» **Tujuan a**
Ambil setiap baris dari daftar yang memuat kata "white". Huruf besar dan kecil dibedakan.

» **Kutipan Teks**

-------------------------

-->

Mengajarkan Kesetaraan Gender pada Anak

on
Monday, February 18, 2019
WEH BERAT BAHASANNYA. Pasti banyak yang nggak setuju dan itu nggak apa-apa banget.

Oiya seperti biasa harus pake disclaimer: nggak bakal bahas dari sisi agama dan kalau ada yang komen bawa-bawa agama silakaaannn ... di blog kalian sendiri ok.




Topiknya kesetaraan gender. Banyak yang takut banget sama istilah ini. Kayanya kalau keluarga menerapkan ini pasti ibunya kurang perhatian ke anak, suami nggak keurus, anak nanti jadi brutal. Apakah itu terjadi pada kami? Ya nggak lah apa hubungannya sih.

Menurut kami, topik ini adalah values penting yang memang harus diajarkan sejak kecil. Karena, JG juga adalah feminis yang nggak sadar dan nggak melabeli diri sampai saya bilang “kamu tuh feminis banget lho”.

Saya tidak punya batasan cowok harus begini dan begitu. Seperti pun JG tidak pernah membatasi karena saya perempuan saya harus melakukan ini dan itu. Bagi kami, batasan soal gender itu hanya sebuah konstruksi sosial. And remember, don't let society define you! Dia bebas berekspresi, saya juga bebas. Kami tetap punya batasan yang kami sepakati bersama. Tapi intinya kalau dia bisa, maka saya juga bisa. — dari postingan Pria Maskulin dan Seksualitas.


Iya kami tidak melihat tugas rumah tangga sebagai tugas istri, tidak melihat suami harus dilayani, bahkan kami sangat jarang pakai istilah “suami istri”. JG sampai detik ini refer ke saya sebagai “pacar” karena “suami istri” itu lekat dengan peran-peran tertentu dan kami tidak memerankan itu. We’re life partners, bestfriends. :)

-------------------------

» **Bahan Tugas**
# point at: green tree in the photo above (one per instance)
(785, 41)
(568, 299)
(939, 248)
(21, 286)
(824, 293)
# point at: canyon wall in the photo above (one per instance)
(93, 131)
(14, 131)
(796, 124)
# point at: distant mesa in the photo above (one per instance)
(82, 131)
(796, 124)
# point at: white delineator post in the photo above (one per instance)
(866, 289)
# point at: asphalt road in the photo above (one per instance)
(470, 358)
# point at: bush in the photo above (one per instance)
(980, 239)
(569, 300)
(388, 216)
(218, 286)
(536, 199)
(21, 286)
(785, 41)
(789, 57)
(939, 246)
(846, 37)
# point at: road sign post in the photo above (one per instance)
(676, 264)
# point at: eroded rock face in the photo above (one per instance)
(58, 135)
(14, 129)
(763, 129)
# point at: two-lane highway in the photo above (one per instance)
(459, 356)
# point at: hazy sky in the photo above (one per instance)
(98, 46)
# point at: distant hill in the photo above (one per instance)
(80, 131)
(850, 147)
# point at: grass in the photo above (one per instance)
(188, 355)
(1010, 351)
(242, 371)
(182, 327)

-------------------------

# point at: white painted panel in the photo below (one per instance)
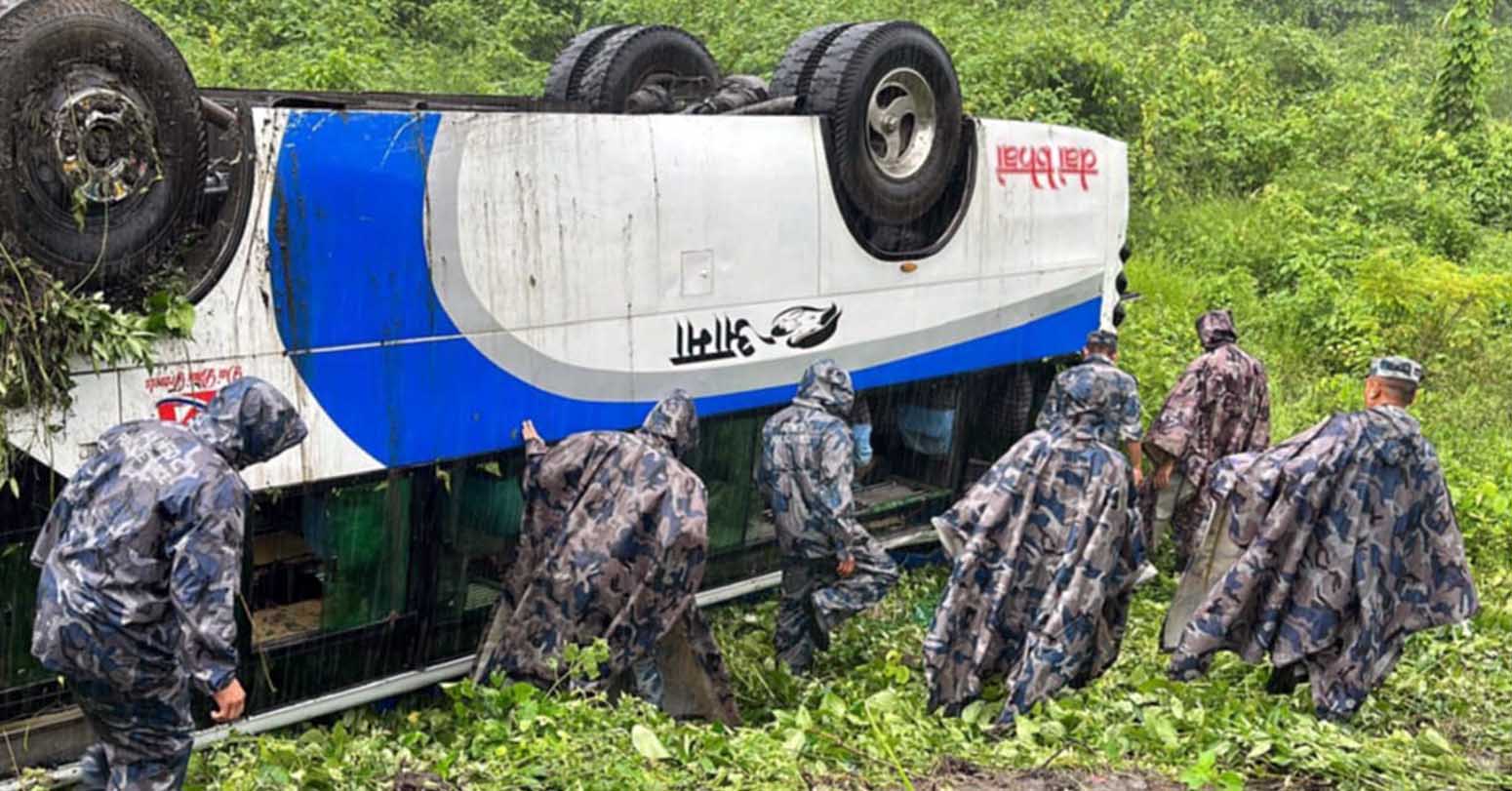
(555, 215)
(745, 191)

-------------------------

» **Tujuan b**
Jawab pertanyaan berikut berdasarkan tulisan tentang kesetaraan gender:
(i) Pada tanggal berapa tulisan ini diunggah?
(ii) Menurut kutipan dari postingan Pria Maskulin dan Seksualitas, batasan soal gender itu hanya apa?
(iii) Dengan sebutan apa JG merujuk kepada penulis?

» **Hasil a**
# point at: white delineator post in the photo above (one per instance)
# point at: white painted panel in the photo below (one per instance)

» **Hasil b**
(i) Senin, 18 Februari 2019.
(ii) Sebuah konstruksi sosial.
(iii) "Pacar".